Excerpt provided:
--- START ---

ANZAC 100 - History along the ANZAC Trail in Israel’s South

Wednesday, November 01, 2017 3:31 PM

The ANZAC Centenary mission embarks on the ANZAC Trail in the Negev, whose sites brought the epic 1917 Battle of Beersheba to life.

The eighth day of the ANZAC journey took place in Israel’s southern region. Travelling in an air-conditioned bus is obviously less difficult than how the soldiers travelled one hundred years ago, but the connection to the ANZAC fighters came to life wherever the delegation stopped. The JNF Australia delegation visited central sites along the ANZAC trail in southern Israel that KKL-JNF developed in order to make this historical epic, so crucial to Israel’s eventual establishment, common knowledge.

Golda Park: Preparing to Charge

The group’s first stop was at Golda Park, south of Beersheva. This is where all the ANZAC troops assembled in anticipation of attacking Beersheva. Over the course of one night, they rode more than 40 kilometers and charged the city and other strategic points in the vicinity.

--- END ---

Tasks to perform:
- 1) Update the part of the ANZAC Trail article that opens with the words containing "ANZAC 100 - History" and closes with "Beersheba to life.", changing "Negev" to "Negev Desert".
- 2) According to the ANZAC Trail article, how far did the ANZAC troops ride over the course of one night?

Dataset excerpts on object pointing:
--- START ---

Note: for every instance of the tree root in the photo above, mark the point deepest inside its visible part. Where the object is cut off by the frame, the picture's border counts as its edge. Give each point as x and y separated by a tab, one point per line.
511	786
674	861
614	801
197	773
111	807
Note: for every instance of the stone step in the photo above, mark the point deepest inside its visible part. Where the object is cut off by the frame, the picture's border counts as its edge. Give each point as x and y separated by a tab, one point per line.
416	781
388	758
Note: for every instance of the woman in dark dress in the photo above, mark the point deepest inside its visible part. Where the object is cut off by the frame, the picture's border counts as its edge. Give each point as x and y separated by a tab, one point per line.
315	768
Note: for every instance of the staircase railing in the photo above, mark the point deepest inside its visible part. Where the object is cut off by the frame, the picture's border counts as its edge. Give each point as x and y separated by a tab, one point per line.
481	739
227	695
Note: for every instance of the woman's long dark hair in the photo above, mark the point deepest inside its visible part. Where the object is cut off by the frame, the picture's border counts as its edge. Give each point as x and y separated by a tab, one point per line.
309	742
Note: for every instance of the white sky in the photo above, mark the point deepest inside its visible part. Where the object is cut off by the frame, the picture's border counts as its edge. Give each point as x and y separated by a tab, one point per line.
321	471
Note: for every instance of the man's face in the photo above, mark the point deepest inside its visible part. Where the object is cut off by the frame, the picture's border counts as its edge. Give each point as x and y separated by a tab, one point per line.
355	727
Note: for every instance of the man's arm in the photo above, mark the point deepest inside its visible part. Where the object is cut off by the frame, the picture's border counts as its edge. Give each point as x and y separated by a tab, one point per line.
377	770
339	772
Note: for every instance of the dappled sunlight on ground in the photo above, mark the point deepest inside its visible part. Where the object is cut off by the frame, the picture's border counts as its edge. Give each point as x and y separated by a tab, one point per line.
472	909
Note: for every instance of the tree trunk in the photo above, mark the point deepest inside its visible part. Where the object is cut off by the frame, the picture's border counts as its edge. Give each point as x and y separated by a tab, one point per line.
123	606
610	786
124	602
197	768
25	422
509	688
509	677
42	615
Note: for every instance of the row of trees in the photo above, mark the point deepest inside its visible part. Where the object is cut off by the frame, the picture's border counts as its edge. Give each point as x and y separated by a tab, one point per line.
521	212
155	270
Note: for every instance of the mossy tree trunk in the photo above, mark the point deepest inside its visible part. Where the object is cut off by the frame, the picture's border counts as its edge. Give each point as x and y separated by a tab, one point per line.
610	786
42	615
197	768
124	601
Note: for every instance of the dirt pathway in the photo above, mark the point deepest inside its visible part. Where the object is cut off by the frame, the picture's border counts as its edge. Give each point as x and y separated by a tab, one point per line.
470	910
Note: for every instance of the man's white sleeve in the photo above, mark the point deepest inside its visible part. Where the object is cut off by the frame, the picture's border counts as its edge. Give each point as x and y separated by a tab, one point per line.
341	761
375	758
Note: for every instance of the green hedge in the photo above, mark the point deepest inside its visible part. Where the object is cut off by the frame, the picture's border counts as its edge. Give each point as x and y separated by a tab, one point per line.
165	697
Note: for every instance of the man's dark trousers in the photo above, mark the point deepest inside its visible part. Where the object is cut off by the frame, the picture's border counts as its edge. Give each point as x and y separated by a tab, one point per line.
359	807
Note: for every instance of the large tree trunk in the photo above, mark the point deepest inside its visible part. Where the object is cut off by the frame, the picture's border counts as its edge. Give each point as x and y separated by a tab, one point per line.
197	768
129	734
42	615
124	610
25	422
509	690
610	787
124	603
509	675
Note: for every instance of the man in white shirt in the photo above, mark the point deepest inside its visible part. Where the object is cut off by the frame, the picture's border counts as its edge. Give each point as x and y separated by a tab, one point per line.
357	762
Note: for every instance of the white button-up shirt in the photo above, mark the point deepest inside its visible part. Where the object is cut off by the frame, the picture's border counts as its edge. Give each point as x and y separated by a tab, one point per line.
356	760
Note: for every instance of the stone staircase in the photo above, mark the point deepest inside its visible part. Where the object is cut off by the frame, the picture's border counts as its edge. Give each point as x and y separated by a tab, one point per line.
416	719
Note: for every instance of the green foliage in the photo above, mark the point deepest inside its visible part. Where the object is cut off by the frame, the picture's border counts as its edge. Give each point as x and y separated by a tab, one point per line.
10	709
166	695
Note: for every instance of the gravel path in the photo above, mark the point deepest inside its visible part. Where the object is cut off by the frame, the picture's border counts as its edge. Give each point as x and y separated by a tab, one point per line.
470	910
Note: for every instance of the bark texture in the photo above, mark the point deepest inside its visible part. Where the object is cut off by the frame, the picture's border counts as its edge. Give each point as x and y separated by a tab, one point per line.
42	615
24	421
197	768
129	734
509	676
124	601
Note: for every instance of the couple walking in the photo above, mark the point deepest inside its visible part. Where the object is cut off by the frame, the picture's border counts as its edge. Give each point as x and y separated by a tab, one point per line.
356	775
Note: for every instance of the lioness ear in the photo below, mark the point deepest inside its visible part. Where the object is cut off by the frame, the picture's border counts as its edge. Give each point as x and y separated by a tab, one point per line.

--- END ---

Task-by-task answers:
- 1)
ANZAC 100 - History along the ANZAC Trail in Israel’s South

Wednesday, November 01, 2017 3:31 PM

The ANZAC Centenary mission embarks on the ANZAC Trail in the Negev Desert, whose sites brought the epic 1917 Battle of Beersheba to life.

- 2) More than 40 kilometers.